• Apply what you read
a) According to the passage about Penn and Internet2, what kind of network is OSTN?
b) Extend the passage below on Penn's use of MAGPI and Internet2, beginning after its final sentence.

• Extract provided
As a founding member of the Internet2 Consortium, Penn has always been at the forefront of participation in the research and education networking global community. Penn faculty, students and staff at the University of Pennsylvania leverage the power of MAGPI and Internet2 in new and exciting ways. Research faculty across Penn’s 12 schools and centers use Penn’s super high bandwidth connection to Internet2 through MAGPI to perform collaborative research experiments in computer science, astronomy and more. Teaching faculty can connect live with colleagues and students around the world for distributed learning opportunities. Faculty, students and staff can leverage rich multimedia digital collections and make them available to audiences around the world. Medical faculty use high definition interactive videoconferencing for real-time analysis of pathology consults and for collaborative dialogue with peers around the world to help save patients lives. Students access, produce and distribute rich multi-media content through multiple live networks over Internet2 including OSTN, the student-produced, live network and the Research Channel, live 24/7 academic content.
Discover the possibilities for University of Pennsylvania Students, Faculty, and Staff through MAGPI.

• Input data
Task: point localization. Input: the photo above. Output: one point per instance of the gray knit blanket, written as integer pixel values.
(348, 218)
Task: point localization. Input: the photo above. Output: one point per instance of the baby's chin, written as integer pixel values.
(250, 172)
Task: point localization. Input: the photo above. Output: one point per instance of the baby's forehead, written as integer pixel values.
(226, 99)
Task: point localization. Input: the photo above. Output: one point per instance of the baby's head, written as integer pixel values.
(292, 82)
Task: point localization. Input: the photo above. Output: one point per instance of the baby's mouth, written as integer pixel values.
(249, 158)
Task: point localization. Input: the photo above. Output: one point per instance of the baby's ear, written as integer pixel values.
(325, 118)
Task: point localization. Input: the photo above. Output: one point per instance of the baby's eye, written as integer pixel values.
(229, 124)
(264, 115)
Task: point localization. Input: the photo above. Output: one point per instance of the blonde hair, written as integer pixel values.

• Task-by-task outputs
a) OSTN is the student-produced, live network.

b)
Physicists are able to connect to the Large Hadron Collider in Geneva Switzerland for real-time data analysis into the very origin of the universe. Language faculty and students experience learning environments with native speakers in live distributed virtual classrooms. Archeologists work with colleagues in Greece to build a Digital Corinth database to centrally preserve and categorize ancient ruins digitally and to make these digital artifacts available to teachers and students across the globe.
Digital Corinth
Expanding access to antiquity
The ancient city of Corinth, Greece has been excavated since 1895, creating a vast accumulation of information that is being digitized. The Digital Corinth project teams at the University of Pennsylvania and the American School of Classical Studies at Athens are designing a unique system for tagging of digital components and the creation of tools and lesson plans that draw on the data to present learning opportunities on the architecture, city planning, social and religious life of the city of Corinth during the Roman occupation in 44 BC. Students and teachers from around the world will be able to utilize these learning resources and opportunities without ever leaving their classrooms.